==== Input material ====

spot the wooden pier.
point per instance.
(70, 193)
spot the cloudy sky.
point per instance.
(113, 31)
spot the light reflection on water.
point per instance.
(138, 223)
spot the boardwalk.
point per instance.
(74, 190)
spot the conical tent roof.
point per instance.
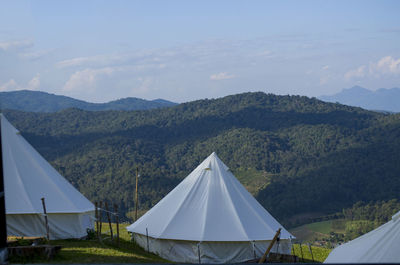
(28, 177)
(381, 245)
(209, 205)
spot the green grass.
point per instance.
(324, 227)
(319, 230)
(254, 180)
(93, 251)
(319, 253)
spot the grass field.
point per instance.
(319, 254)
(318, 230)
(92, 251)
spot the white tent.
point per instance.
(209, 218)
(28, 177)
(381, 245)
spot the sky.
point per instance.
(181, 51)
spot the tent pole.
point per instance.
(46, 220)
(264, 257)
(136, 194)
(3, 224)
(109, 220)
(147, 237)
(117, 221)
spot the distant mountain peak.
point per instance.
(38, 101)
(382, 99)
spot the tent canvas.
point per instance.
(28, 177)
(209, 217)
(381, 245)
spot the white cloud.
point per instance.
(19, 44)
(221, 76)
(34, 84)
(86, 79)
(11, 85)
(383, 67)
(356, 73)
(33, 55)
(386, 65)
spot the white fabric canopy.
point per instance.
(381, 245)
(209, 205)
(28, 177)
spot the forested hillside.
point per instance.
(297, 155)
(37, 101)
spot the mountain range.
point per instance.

====

Write out all of the entries above word for word, leaving out the pictures.

spot the wooden pier.
point per instance.
(70, 193)
spot the cloudy sky.
point per instance.
(113, 31)
spot the light reflection on water.
point per instance.
(138, 223)
spot the boardwalk.
point per instance.
(74, 190)
spot the conical tent roof.
point per instance.
(28, 177)
(381, 245)
(209, 205)
spot the green grass.
point per instance.
(324, 227)
(319, 230)
(254, 180)
(93, 251)
(319, 253)
spot the grass field.
point per instance.
(319, 254)
(318, 230)
(92, 251)
spot the white tent.
point per instance.
(209, 218)
(28, 177)
(381, 245)
spot the sky.
point per instance.
(181, 51)
spot the tent pole.
point per instance.
(46, 220)
(264, 257)
(136, 194)
(3, 224)
(109, 220)
(147, 237)
(117, 221)
spot the distant mountain peak.
point per instance.
(38, 101)
(382, 99)
spot the tent canvas.
point per instance.
(28, 177)
(209, 217)
(381, 245)
spot the white cloud.
point per instance.
(19, 44)
(221, 76)
(34, 84)
(86, 79)
(11, 85)
(383, 67)
(356, 73)
(33, 55)
(386, 65)
spot the white fabric canopy.
point per instance.
(381, 245)
(209, 205)
(28, 177)
spot the forested hillside.
point per instance.
(297, 155)
(37, 101)
spot the mountain range.
point per instance.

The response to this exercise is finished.